ISTRUZIONI DEI COMPITI:
1: Trascriva di nuovo, senza alcuna modifica, il passo della recensione che inizia con le parole "Il protagonista del" e si ferma dopo le parole "tessera di partito.".
2: Elenchi tutto ciò che, secondo la recensione, Oreste lascia intendere all'inizio del libro a proposito del proprio lavoro.

Il protagonista del libro è Oreste, non so se è autobiografico o se è un io fittizio: non l’ho capito, Del Buono è uno scrittore che leggo per la prima volta e lo stile risente molto degli anni in cui è stato pubblicato (1971).

Oreste si definisce come un giornalista che scrive di ciò che non conosce: subito, all’inizio del libro, mette le mani avanti per farci capire che a lui del suo lavoro non interessa più niente, che vorrebbe cambiarlo, che resta là solo per via della tessera di partito.

Oreste ha una moglie incinta, ma quando partorisce lui pensa solo a dormire e a non stare troppo tra i piedi di consorte e suocera: ne viene fuori il ritratto di un uomo senza passioni, neanche domestiche. Leggi come si muove, cosa pensa, e ti verrebbe da dirgli: “Dai, smuoviti, un po’ di vita!”

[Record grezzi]

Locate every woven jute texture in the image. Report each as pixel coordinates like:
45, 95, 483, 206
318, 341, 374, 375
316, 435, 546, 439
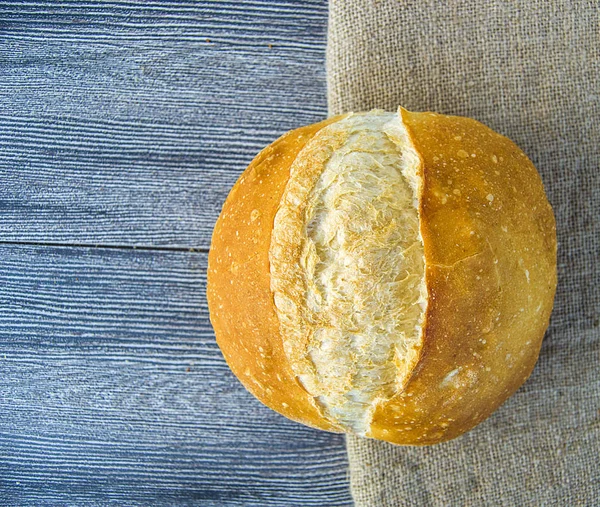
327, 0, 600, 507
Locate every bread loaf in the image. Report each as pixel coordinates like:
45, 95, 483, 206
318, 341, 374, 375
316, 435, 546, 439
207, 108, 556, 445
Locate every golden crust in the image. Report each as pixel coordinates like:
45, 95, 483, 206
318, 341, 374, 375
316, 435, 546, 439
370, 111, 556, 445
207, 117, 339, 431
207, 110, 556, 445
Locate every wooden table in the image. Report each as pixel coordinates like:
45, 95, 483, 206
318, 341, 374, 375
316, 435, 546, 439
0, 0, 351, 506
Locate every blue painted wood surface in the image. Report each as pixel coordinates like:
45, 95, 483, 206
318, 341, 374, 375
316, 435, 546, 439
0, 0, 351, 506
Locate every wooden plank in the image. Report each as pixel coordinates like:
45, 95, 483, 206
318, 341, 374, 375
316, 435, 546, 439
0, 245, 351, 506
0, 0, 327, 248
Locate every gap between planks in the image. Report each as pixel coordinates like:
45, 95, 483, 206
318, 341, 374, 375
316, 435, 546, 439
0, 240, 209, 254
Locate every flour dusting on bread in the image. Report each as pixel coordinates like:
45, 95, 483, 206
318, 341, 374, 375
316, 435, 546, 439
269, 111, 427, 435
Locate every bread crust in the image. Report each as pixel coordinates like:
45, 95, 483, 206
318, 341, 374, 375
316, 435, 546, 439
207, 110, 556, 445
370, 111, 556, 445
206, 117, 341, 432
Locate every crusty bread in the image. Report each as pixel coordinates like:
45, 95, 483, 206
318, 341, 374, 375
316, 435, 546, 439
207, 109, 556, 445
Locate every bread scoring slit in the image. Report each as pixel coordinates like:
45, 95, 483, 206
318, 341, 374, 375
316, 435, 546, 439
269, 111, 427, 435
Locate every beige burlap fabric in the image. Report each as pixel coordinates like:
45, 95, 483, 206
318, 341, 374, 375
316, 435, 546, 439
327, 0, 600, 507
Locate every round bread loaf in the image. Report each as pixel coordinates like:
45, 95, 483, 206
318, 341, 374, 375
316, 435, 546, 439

---

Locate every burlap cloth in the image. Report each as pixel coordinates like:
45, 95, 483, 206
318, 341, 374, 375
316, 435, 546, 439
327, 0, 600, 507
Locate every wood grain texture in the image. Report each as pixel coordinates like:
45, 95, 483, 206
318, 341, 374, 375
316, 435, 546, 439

ESITI DEI COMPITI:
1:
Il protagonista del libro è Oreste, non so se è autobiografico o se è un io fittizio: non l’ho capito, Del Buono è uno scrittore che leggo per la prima volta e lo stile risente molto degli anni in cui è stato pubblicato (1971).

Oreste si definisce come un giornalista che scrive di ciò che non conosce: subito, all’inizio del libro, mette le mani avanti per farci capire che a lui del suo lavoro non interessa più niente, che vorrebbe cambiarlo, che resta là solo per via della tessera di partito.

2:
- Del suo lavoro non gli interessa più niente.
- Vorrebbe cambiarlo.
- Resta là solo per via della tessera di partito.